*SOURCE PASSAGE*:
Complex Systems Create Complex Failures
Imagine if the oil well spewing liquid poison into the ocean was a broken nuclear reactor spewing radioactive materials into the air, contaminating everyone and everything around it for many miles. Don't think it can't happen - you know it can. Fortunately for us, most reactors are more than just a blowout protector away from a meltdown, although there are nuclear "incidents" recorded on a regular basis in this country by the Nuclear Regulatory Commission, the nuclear counterpart to the MMS.
Ironically, it's human nature to avoid thinking about the catastrophic, yet, when it does happen, we can't imagine why we didn't think about it, see it coming and plan for it. We seem to be able to imagine, and ignore, all kinds of possible disasters but not so the mechanisms to fix or contain them. The failure of highly complex systems, sometimes deemed failsafe, is part of our human history. We have only to reflect on the many recorded disasters - from ships sinking at sea, the Titanic being the most famous (but, certainly, only one of thousands), train wrecks, horrific airplane crashes, skyscraper and other building fires, mining explosions and collapses, two nuclear power plant partial or full meltdowns and numerous other nuclear accidents, chemical plant explosions and, of course, space disasters including, not one but two, shuttle catastrophes - to know that complex systems, no matter how well designed and tested, do, routinely fail in the most spectacularly deadly ways.

*WHAT THIS EXERCISE ASKS*:
(A) Translate this sentence from the passage on complex system failures into Spanish: "The failure of highly complex systems, sometimes deemed failsafe, is part of our human history."
(B) Continue the passage on complex system failures from its last sentence.

*RECORDED INFORMATION*:
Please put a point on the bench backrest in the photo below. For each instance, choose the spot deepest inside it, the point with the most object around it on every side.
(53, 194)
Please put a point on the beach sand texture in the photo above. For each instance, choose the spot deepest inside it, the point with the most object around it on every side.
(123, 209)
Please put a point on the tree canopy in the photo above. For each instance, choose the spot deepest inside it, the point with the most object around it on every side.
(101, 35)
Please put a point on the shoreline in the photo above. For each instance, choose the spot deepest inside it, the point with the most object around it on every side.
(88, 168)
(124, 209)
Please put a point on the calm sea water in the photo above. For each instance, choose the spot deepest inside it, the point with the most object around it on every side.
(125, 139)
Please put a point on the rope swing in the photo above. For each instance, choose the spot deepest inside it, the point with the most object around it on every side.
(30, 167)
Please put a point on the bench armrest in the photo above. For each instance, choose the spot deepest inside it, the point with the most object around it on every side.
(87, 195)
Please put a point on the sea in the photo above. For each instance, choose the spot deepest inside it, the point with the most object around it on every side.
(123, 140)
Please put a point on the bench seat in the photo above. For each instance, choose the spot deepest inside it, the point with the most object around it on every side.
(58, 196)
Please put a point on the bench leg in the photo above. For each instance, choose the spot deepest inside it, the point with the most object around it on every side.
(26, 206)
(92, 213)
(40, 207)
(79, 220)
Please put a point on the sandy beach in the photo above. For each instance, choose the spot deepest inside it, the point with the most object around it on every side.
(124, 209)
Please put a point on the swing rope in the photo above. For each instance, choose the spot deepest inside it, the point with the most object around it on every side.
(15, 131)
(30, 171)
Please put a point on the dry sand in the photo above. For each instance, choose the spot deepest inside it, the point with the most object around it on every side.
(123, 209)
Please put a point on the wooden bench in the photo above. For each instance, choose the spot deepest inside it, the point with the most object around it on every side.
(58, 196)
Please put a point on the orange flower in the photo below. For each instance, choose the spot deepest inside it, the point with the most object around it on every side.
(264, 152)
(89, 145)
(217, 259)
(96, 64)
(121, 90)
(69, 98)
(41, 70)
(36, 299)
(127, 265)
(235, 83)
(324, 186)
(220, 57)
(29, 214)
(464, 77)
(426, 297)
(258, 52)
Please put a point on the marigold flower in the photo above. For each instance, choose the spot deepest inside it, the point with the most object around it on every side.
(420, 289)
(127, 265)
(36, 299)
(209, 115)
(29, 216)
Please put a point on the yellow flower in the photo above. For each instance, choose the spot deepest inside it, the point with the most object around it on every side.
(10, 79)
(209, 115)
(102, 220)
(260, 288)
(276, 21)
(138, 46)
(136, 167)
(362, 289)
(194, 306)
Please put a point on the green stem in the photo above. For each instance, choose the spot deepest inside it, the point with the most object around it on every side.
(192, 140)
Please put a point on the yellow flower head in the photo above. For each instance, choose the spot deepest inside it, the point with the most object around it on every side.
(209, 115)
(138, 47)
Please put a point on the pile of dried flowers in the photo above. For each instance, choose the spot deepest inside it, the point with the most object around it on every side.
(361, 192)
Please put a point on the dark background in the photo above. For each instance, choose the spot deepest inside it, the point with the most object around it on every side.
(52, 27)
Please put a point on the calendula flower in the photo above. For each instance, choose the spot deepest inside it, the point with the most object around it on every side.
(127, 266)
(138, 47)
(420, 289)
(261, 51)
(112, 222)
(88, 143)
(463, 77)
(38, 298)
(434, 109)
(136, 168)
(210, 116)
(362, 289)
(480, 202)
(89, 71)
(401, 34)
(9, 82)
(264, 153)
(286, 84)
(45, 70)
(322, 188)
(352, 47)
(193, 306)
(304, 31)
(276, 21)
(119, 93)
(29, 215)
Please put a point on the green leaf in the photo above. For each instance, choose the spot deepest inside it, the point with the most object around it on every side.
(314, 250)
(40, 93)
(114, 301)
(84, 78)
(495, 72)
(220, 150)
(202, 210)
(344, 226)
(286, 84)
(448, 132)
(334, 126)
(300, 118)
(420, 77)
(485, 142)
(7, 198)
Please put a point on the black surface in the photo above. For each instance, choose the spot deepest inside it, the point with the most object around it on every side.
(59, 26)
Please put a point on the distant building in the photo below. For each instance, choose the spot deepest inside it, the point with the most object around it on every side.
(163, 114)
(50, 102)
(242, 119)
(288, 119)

*EXERCISE RESPONSES*:
(A) El fallo de los sistemas altamente complejos, a veces considerados a prueba de fallos, forma parte de nuestra historia humana.

(B)
The latest ongoing, sickening failure in the Gulf is a daily reminder that if man can build it, man or forces at work in the natural world, can break it, and that rigorous oversight and regulation are the only thing standing between us and terrible economic, environmental and health impacts.
As we witness the current attempts to make tough budget cuts here in our state and across our country, one of the areas hardest hit will likely be regulatory agencies like our own DHEC, which is facing its own spate of deep cuts. Cuts to agencies charged with oversight of environmental and health impacts mean less regulatory enforcement in a state where DHEC is already underpowered in its authority and lax in its political will to bear down on polluters and industries that produce toxic waste or engage in risky business. Couple that with a legislature that just recently entertained a bill that would call for DHEC to expedite offshore drilling within three miles of our coast and, well, you get the picture.
As Tea Partiers call for less government interference, we can only wonder how much more free rein will be given to businesses to "regulate" themselves under an Ayn Rand kind of regime. As they, on one hand, call for government to get out of the way and, on the other, chastise Obama for not bringing the Federal government in quicker to clean up the disaster created by private business, we are left scratching our heads about how they intend to reconcile this very obvious cognitive dissonance. Perhaps someone will ask this question of gubernatorial candidates Haley and Barrett, both outspoken advocates for more offshore drilling and nuclear reactors.